* [Exercise details] Please copy the listing below word for word, beginning at the line that contains "of the night" and stopping after its final line. Leave the pictures out of your copy.

* [Entries]
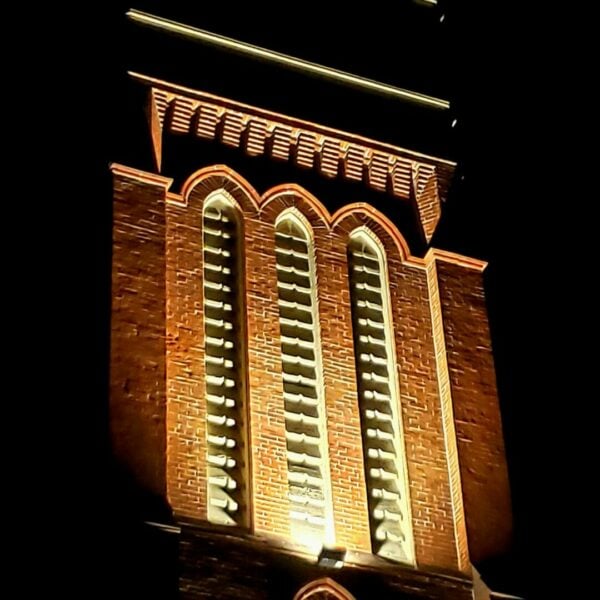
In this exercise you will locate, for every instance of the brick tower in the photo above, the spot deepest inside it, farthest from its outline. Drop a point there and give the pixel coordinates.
(314, 399)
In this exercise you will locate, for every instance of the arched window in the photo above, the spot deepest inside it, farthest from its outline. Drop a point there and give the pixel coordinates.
(323, 589)
(385, 465)
(225, 363)
(311, 519)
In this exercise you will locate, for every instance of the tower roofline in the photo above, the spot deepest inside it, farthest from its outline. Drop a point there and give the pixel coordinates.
(402, 173)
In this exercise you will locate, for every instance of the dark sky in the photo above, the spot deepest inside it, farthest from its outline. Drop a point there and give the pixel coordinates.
(477, 59)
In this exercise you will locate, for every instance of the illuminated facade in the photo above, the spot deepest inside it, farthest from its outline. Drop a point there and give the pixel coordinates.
(289, 377)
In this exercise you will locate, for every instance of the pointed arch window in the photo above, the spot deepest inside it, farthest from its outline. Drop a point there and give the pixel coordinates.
(383, 445)
(311, 518)
(227, 468)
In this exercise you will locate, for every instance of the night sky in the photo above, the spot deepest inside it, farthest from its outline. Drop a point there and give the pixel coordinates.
(475, 59)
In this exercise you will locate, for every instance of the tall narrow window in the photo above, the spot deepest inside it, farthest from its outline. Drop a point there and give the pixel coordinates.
(385, 469)
(224, 356)
(308, 465)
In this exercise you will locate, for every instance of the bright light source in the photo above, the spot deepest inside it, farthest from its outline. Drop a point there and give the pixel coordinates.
(291, 62)
(332, 557)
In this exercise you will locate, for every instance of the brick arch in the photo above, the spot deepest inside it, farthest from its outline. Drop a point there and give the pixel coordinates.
(282, 197)
(362, 215)
(208, 180)
(323, 589)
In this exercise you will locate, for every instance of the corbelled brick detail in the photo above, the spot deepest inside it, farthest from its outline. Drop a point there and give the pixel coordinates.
(401, 173)
(157, 275)
(476, 412)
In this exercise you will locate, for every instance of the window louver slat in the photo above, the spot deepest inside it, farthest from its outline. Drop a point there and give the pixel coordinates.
(305, 437)
(224, 372)
(387, 495)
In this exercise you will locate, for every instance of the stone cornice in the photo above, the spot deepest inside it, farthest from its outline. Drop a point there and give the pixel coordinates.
(402, 173)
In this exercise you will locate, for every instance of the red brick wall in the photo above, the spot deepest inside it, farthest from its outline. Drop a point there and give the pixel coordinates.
(137, 348)
(431, 503)
(167, 298)
(476, 411)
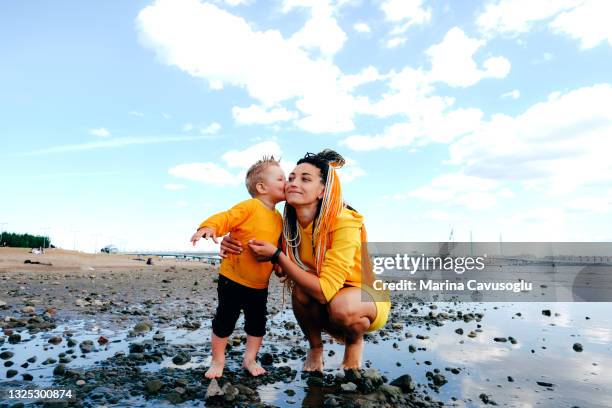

* [In response]
In this exercise you will locate, for every instance of the night sky in the photo above, the spot deepest inside it, farthest from its outline. Drop a point there and give the pixel coordinates.
(475, 59)
In this exercise you will locate, for every instance of the tall narrow window in the photo above, the spot deepest inside it, farthest from its outline. Drop a point there and give the pixel coordinates.
(385, 469)
(224, 356)
(308, 465)
In this exercise you will locate, for every instance of the bright light source in the photo above, the spot deepest inside it, farthest from its outline. Drop a point there and give the pixel coordinates.
(291, 62)
(332, 557)
In this exercise you will locate, for every instance of the brick arch in the photo above, the spot deepest inside it, farthest from its outline. Drop a point there and give the pixel coordinates.
(282, 197)
(362, 215)
(208, 180)
(323, 589)
In this exercise you will locate, for every instance of the corbelled brick detail in the photo above, the spot deepest inside it, farthest from its outline. Drop a point there and give the pixel coordinates.
(401, 173)
(157, 275)
(476, 412)
In this exercise you will locate, for every instance of the window louver slat in the photo above, the spot deepest inside it, farthest from its outline. Drop a point there and give the pixel coordinates.
(305, 437)
(224, 372)
(387, 495)
In this exercise you will locate, for every instance of the stone cornice in the photo above, the spot deepest inside it, farthest from its outline. Drop a point there and give the pixel coordinates.
(402, 173)
In this exercise you will locate, for every instance of the red brick wall in the photo above, the spot deepest inside it, farthest from its outline. Drop a point there and give the pixel coordinates.
(137, 348)
(431, 503)
(167, 298)
(476, 411)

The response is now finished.